WHAT IS NEEDED: Please copy out all the data. Every detail stays the same.

[Dataset entries]
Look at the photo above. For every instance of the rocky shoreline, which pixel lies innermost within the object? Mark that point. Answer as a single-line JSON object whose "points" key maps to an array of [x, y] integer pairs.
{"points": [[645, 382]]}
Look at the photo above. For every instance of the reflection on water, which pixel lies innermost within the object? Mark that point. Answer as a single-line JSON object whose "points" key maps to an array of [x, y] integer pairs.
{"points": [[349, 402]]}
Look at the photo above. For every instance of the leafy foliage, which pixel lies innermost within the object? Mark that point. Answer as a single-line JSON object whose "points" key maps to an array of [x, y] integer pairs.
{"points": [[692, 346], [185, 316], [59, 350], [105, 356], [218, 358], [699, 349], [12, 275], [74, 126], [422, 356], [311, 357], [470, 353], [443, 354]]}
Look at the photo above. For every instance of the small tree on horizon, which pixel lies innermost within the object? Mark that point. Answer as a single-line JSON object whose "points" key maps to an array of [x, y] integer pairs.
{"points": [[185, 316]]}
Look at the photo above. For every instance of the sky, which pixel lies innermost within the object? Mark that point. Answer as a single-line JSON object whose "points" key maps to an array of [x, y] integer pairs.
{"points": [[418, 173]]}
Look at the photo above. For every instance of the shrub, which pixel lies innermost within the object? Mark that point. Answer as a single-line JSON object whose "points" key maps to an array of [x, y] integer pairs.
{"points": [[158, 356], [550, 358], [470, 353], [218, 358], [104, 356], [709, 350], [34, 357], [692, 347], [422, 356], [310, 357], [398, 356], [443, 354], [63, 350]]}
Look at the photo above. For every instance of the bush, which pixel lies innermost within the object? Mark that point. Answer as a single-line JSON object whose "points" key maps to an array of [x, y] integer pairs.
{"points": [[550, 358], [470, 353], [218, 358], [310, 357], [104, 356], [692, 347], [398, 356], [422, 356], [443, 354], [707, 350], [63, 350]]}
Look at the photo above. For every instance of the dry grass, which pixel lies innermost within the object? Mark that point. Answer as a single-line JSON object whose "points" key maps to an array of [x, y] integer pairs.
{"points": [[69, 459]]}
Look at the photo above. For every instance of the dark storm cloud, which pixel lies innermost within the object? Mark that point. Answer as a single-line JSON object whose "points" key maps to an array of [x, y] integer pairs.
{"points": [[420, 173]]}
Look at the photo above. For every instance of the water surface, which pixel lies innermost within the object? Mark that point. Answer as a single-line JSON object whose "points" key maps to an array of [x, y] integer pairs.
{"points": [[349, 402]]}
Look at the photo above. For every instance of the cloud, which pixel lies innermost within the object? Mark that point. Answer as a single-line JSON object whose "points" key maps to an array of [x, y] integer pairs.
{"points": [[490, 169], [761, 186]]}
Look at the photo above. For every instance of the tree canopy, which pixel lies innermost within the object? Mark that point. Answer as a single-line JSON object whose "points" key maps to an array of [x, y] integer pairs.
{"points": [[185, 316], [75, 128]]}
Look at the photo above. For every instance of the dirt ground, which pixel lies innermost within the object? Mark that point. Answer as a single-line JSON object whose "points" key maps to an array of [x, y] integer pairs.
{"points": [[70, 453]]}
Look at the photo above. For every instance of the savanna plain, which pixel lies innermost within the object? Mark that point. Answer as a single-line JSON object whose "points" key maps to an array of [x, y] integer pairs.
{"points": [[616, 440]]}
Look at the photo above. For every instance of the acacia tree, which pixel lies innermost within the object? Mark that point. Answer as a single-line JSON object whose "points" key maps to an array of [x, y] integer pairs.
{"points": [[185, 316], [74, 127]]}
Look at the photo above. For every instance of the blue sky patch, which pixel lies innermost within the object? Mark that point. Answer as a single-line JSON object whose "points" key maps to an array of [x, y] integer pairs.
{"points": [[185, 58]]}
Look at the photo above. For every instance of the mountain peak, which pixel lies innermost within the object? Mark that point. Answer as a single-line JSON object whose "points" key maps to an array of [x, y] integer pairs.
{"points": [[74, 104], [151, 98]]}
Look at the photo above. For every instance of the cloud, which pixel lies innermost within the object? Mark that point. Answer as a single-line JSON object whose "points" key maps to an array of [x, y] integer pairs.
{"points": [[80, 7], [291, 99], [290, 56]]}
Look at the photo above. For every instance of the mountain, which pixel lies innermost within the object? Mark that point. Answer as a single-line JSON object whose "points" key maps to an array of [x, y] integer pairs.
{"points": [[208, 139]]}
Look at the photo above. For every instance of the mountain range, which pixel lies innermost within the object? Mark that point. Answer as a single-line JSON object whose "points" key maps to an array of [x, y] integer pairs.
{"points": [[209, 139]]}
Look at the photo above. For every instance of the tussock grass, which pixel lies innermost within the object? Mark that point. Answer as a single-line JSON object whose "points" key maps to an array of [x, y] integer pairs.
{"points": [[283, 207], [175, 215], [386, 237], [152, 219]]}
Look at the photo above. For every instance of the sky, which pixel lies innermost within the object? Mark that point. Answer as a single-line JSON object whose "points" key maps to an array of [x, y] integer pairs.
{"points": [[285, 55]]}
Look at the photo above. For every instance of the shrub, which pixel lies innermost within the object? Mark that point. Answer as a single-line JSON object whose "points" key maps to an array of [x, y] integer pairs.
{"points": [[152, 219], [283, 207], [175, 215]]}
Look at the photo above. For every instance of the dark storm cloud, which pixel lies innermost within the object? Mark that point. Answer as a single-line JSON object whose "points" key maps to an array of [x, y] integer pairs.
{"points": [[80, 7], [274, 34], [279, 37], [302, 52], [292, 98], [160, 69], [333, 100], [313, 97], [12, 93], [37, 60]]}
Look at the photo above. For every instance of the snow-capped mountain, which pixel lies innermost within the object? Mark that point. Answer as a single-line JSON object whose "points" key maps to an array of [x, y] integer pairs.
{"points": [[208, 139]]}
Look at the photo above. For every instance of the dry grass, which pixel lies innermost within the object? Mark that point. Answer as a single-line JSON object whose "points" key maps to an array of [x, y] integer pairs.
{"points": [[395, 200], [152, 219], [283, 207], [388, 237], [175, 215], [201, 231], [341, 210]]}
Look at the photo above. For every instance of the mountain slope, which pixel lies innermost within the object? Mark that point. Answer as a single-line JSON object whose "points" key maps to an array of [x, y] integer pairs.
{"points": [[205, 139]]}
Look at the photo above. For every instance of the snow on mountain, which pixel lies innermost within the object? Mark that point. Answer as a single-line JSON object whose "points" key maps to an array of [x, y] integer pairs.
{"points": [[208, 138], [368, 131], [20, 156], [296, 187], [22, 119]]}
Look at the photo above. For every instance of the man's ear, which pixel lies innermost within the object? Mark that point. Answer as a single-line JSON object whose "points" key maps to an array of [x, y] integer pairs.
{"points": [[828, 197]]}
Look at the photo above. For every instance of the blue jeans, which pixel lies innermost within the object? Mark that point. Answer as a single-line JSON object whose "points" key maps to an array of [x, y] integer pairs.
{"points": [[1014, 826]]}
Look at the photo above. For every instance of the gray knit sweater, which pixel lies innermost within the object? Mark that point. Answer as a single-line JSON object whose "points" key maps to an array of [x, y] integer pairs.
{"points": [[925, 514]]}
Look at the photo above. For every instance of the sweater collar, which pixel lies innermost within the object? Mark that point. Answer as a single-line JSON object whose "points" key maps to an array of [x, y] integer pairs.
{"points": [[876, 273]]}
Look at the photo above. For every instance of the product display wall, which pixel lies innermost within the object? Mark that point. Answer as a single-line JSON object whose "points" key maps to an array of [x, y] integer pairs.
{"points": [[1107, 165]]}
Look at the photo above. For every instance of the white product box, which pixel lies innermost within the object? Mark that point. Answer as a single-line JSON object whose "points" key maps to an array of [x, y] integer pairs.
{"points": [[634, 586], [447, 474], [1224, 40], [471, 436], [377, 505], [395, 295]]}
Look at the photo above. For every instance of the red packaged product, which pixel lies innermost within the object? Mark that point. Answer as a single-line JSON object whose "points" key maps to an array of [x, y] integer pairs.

ANSWER SPACE:
Look at the photo above. For every instance of the rocky shoreline, which pixel lies innermost within the object? Mark that point. Answer as a single-line JSON object whose "points" key maps to an array of [x, y] integer pairs.
{"points": [[645, 382]]}
Look at the photo above. For every instance of the reflection on water, which pixel lies innermost within the object? Mark that point. Answer as a single-line JSON object whose "points" key maps to an array of [x, y] integer pairs.
{"points": [[349, 402]]}
Look at the photo above. For every instance of the leafy foliage, which pixel lies innermost within the object? Mark that point. Answer as a single-line JSON object whose "points" key maps to an array of [x, y] integer pairs.
{"points": [[692, 346], [185, 316], [59, 350], [105, 356], [218, 358], [699, 349], [12, 275], [74, 126], [422, 356], [311, 357], [470, 353], [443, 354]]}
Look at the photo above. For every instance of the small tree on horizon, which pixel lies innermost within the object? Mark that point. Answer as a single-line JSON object whose "points" key maps to an array of [x, y] integer pairs.
{"points": [[185, 316]]}
Look at the photo above. For every instance of the sky, which pixel lies innermost within the object? Mark that point. Answer as a single-line JSON object whose "points" key maps to an array of [x, y] integer pairs.
{"points": [[418, 173]]}
Look at the photo above. For every instance of the shrub, which pixel lies innermost within the object? Mark that point. Answer as a single-line JSON object whose "points" key maps to an array of [x, y] integer pairs.
{"points": [[158, 356], [550, 358], [470, 353], [218, 358], [104, 356], [709, 350], [34, 357], [692, 347], [422, 356], [310, 357], [398, 356], [443, 354], [63, 350]]}
Look at the photo above. For every instance of the bush, which pixel lies innermost within the object? Mark that point. Answer as a single-line JSON object whose "points" key maps to an array of [x, y] integer pairs.
{"points": [[550, 358], [470, 353], [218, 358], [310, 357], [104, 356], [692, 347], [398, 356], [422, 356], [443, 354], [707, 350], [63, 350]]}
Look at the photo above. For every instance of the dry grass, which pixel lies innermost within the object? Mark that point. Answer as a single-line JSON object whose "points" key maps to an array of [x, y] integer pairs.
{"points": [[69, 459]]}
Look at the photo above. For every instance of the dark storm cloud, which pixel lies innermost within the object? Mark that point. Answer as a single-line JSON object whose "points" key maps to an array of [x, y] integer pairs.
{"points": [[420, 173]]}
Look at the photo above. For every instance of the water surface, which pixel lies innermost within the object? Mark that point. Answer as a single-line JSON object whose "points" key maps to an array of [x, y] integer pairs.
{"points": [[349, 402]]}
Look at the photo above. For every instance of the cloud, which pixel lies innermost within the object? Mark that point. Answer as a single-line JSON object whose "points" key maps to an array of [x, y] integer pairs.
{"points": [[490, 169], [761, 186]]}
Look at the photo above. For every instance of the tree canopy, which pixel lies innermost within the object? Mark that point. Answer as a single-line JSON object whose "points" key maps to an array of [x, y] integer pairs.
{"points": [[185, 316], [75, 128]]}
Look at the photo above. For every instance of the dirt ground, which pixel lies innermost within the object? Mark that point. Answer as a single-line JSON object whose "points" key maps to an array of [x, y] integer pairs.
{"points": [[70, 453]]}
Look at the photo above. For every instance of the savanna plain, which pixel lies innermost within the object? Mark that point. Answer as a single-line JSON object whose "points" key maps to an array of [x, y] integer pairs.
{"points": [[616, 440]]}
Look at the photo above. For every instance of the acacia tree, which pixel lies innermost within the object? Mark that point. Answer as a single-line JSON object whose "points" key maps to an array of [x, y] integer pairs.
{"points": [[185, 316], [74, 127]]}
Look at the photo above. For every instance of the blue sky patch, which pixel lies innermost within the object? Mark that point. Answer as a single-line JSON object whose "points" key maps to an array of [x, y] integer pairs.
{"points": [[185, 58]]}
Look at the photo above. For every instance of the mountain peak, which pixel lies innermost within the object? Mark that point. Answer as a single-line JSON object whose "points" key maps to an array of [x, y] integer pairs.
{"points": [[74, 104], [151, 98]]}
Look at the photo above. For every instance of the cloud, which pixel lies innermost within the object? Mark that point. Answer as a single-line JSON object whose "points" key maps to an array of [x, y] integer pairs.
{"points": [[80, 7], [291, 99], [290, 56]]}
Look at the photo above. For every instance of the mountain, which pixel lies innermost within the object? Mark that point. Answer as a single-line JSON object whose "points" key maps to an array of [x, y] integer pairs.
{"points": [[208, 139]]}
Look at the photo above. For every instance of the mountain range, which pixel lies innermost within the object? Mark that point. Answer as a single-line JSON object whose "points" key maps to an array of [x, y] integer pairs.
{"points": [[209, 139]]}
Look at the photo above. For every instance of the tussock grass, which pixel lies innermost within the object? Mark that point. Answer as a single-line JSON object whose "points" key maps to an array of [x, y] integer pairs.
{"points": [[283, 207], [175, 215], [386, 237], [152, 219]]}
Look at the photo above. For every instance of the sky, which pixel lies innermost within the object? Mark that point. Answer as a single-line JSON object whose "points" key maps to an array of [x, y] integer pairs.
{"points": [[285, 55]]}
Look at the photo above. For every instance of the shrub, which pixel lies innermost within the object? Mark that point. Answer as a single-line JSON object whose "points" key maps to an array of [x, y] integer pairs.
{"points": [[152, 219], [283, 207], [175, 215]]}
Look at the photo above. For every instance of the dark storm cloud, which pixel lies innermost within the object? Mark that point. Answer as a single-line JSON object whose "points" key maps to an array of [x, y] integer pairs.
{"points": [[80, 7], [274, 34], [279, 37], [302, 52], [292, 98], [160, 69], [333, 100], [313, 97], [12, 93], [37, 60]]}
Look at the photo above. For every instance of the snow-capped mountain, which pixel lies innermost within the object? Mark that point. Answer as a single-line JSON object whose "points" key maps to an array of [x, y] integer pairs.
{"points": [[208, 139]]}
Look at the photo above. For every instance of the dry grass, which pixel lies innermost within the object? Mark that point. Answer as a single-line JSON object whose "points" key maps to an array of [x, y] integer pairs.
{"points": [[395, 200], [152, 219], [283, 207], [388, 237], [175, 215], [201, 231], [341, 210]]}
Look at the photo above. For every instance of the mountain slope, which pixel lies innermost within the object? Mark that point. Answer as a single-line JSON object whose "points" key maps to an array of [x, y] integer pairs.
{"points": [[205, 139]]}
Look at the photo above. For every instance of the snow on mountain, which pixel lies innermost within the object? Mark that point. Answer as a single-line JSON object whose "points" key maps to an array of [x, y] integer pairs.
{"points": [[208, 138], [368, 131], [20, 156], [296, 187], [22, 119]]}
Look at the photo above. For every instance of the man's ear, which pixel lies innermost within the object? Mark that point. Answer as a single-line JSON object whose "points" key maps to an array of [x, y] integer pairs.
{"points": [[828, 197]]}
Look at the photo above. For every instance of the blue jeans, which pixel lies innermost within the object? Mark that point. Answer as a single-line JSON object whose "points" key maps to an array of [x, y] integer pairs.
{"points": [[1014, 826]]}
Look at the photo above. For every instance of the gray knit sweater, which pixel lies innermost within the object? Mark that point. Answer as a single-line JSON object whose "points" key maps to an array of [x, y] integer pairs.
{"points": [[925, 514]]}
Look at the photo above. For every instance of the sweater collar, which pixel lies innermost within the object? Mark that point. Answer as a single-line JSON object whose "points" key maps to an array of [x, y] integer pairs.
{"points": [[876, 273]]}
Look at the photo above. For every instance of the product display wall, which pixel lies innermost within the object? Mark that point. Answer as a single-line JSON object whose "points" key maps to an array of [x, y] integer pairs.
{"points": [[1107, 165]]}
Look at the photo above. For every instance of the white product box, which pixel lies innermost within the object? Mark that point. Answer as a single-line JSON object whose "points" key maps to an array of [x, y] integer pairs.
{"points": [[634, 586], [447, 474], [1224, 40], [471, 436], [377, 505], [395, 295]]}
Look at the photo above. For every instance of the red packaged product, which pixel lies innermost within the object? Mark that point. Answer as a single-line JSON object whose "points" key maps to an array of [x, y] integer pairs.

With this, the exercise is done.